+++ Input rows

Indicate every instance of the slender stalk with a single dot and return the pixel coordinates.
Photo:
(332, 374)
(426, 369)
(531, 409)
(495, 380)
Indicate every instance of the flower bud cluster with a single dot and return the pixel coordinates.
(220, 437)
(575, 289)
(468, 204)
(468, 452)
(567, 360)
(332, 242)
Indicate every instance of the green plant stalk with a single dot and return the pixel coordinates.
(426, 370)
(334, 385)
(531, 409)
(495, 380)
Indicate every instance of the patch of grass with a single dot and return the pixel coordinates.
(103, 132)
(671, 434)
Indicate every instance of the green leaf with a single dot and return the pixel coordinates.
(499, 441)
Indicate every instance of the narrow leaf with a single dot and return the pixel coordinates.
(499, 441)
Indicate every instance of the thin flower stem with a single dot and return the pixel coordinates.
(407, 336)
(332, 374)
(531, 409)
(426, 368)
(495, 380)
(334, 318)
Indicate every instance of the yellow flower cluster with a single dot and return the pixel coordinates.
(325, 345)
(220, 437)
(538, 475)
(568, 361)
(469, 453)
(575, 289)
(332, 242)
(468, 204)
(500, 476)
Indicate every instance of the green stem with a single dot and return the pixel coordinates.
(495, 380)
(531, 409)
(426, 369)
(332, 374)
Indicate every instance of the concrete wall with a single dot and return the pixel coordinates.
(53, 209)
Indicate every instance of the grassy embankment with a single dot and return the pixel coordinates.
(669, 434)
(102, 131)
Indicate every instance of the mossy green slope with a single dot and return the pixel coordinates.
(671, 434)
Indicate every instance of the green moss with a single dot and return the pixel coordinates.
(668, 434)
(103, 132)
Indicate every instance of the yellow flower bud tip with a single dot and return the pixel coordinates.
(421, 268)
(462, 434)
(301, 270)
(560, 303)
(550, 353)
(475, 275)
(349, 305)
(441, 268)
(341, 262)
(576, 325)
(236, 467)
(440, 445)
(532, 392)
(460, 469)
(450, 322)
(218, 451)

++++++

- **Short problem**: Give everything from the record containing "Indicate every instance of the grassy" down through the end of the records as a two-column CSV with the columns text and value. Put one row per record, with its text in the first field and its answer in the second, each field quoted and with line breaks turned into spaces.

- **Solution to the problem**:
text,value
"Indicate every instance of the grassy embankment with a single dot and return the pixel coordinates.","(669, 434) (102, 131)"
"Indicate every instance of the mossy green slope with a single dot and return the pixel coordinates.","(671, 434)"
"Indicate every instance of the green moss with a single dot and return the pixel coordinates.","(668, 434) (103, 132)"
"Indicate every instance of the yellow flower bud tip with a single dot and return the pixel coordinates.","(421, 268) (462, 434) (301, 270) (560, 303) (550, 353) (475, 275) (349, 305) (441, 268) (341, 262) (576, 325) (236, 467) (440, 445) (532, 392) (460, 469) (450, 322) (218, 451)"